» **Aim**: In one to three sentences, explain how consumers humanize a marketized service relationship, according to the findings in the abstract on consumer culture theory below.

» **Extract provided**:
********************
Consumer Culture Theory

ISBN: 978-1-78754-286-0, eISBN: 978-1-78754-285-3

Publication date: 10 April 2019

Abstract

Purpose: Market logics have increasingly dominated consumer life worlds. Consumers may embrace marketization, or they may resist it, try to escape it, rebel against it, or actively manage its effects. This chapter examines the marketization of elderly care (in the form of transactional service provider relationships) and how consumers apply humanizing strategies to market relationships.

Methodology/Approach: This is a qualitative interpretive study using in-depth interviewing, observations, and the analysis of media coverage.

Findings: Drawing on institutional theory, this study shows how consumers humanize a marketized service relationship by weaving social logics into existing market logics. Our research finds consumers engaging in three humanization strategies: (1) moving beyond transactional relationships; (2) sharing consumption experiences; and (3) reinforcing social bonds through giving. The end result is the do-it-yourself (DIY) creation of extended family relationships from market resources.
********************
(Records from a collection)
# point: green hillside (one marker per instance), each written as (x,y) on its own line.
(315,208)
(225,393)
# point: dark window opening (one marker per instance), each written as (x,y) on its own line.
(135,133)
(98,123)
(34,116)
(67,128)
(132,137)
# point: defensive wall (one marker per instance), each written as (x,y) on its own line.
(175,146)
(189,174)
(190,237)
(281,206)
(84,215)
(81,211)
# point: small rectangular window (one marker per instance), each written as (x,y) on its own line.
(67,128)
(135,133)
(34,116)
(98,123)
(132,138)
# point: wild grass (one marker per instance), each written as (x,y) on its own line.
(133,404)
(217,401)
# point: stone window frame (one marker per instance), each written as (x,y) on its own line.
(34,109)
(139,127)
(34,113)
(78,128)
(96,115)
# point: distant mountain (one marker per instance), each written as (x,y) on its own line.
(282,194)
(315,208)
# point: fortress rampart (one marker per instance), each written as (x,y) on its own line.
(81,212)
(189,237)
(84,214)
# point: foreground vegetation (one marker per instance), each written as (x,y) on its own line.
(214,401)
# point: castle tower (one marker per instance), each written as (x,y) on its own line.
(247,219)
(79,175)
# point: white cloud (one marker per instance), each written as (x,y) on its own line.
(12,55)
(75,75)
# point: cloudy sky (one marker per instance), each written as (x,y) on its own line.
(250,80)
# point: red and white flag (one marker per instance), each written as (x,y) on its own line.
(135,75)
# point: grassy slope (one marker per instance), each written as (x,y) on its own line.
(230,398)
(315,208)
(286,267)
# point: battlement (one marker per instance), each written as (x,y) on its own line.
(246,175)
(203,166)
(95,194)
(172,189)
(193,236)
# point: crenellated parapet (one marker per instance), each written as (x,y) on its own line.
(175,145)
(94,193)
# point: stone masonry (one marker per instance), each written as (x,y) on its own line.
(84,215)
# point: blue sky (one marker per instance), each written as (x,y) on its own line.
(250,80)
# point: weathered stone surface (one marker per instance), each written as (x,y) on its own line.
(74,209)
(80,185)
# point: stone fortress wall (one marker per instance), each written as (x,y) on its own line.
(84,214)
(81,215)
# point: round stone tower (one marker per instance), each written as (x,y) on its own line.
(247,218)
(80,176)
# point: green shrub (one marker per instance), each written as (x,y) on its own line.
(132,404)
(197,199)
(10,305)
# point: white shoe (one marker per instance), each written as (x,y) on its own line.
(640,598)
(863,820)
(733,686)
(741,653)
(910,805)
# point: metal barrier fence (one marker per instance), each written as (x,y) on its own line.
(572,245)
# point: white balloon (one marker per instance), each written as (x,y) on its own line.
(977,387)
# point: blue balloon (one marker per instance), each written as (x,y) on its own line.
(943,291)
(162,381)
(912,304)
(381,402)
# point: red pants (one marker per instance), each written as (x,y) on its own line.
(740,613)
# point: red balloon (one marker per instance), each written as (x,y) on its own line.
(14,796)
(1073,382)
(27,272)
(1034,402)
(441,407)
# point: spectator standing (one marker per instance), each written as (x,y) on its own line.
********************
» **Result**: Consumers humanize the relationship by weaving social logics into its existing market logics through three strategies: moving beyond transactional relationships, sharing consumption experiences, and reinforcing social bonds through giving. The end result is the do-it-yourself creation of extended family relationships from market resources.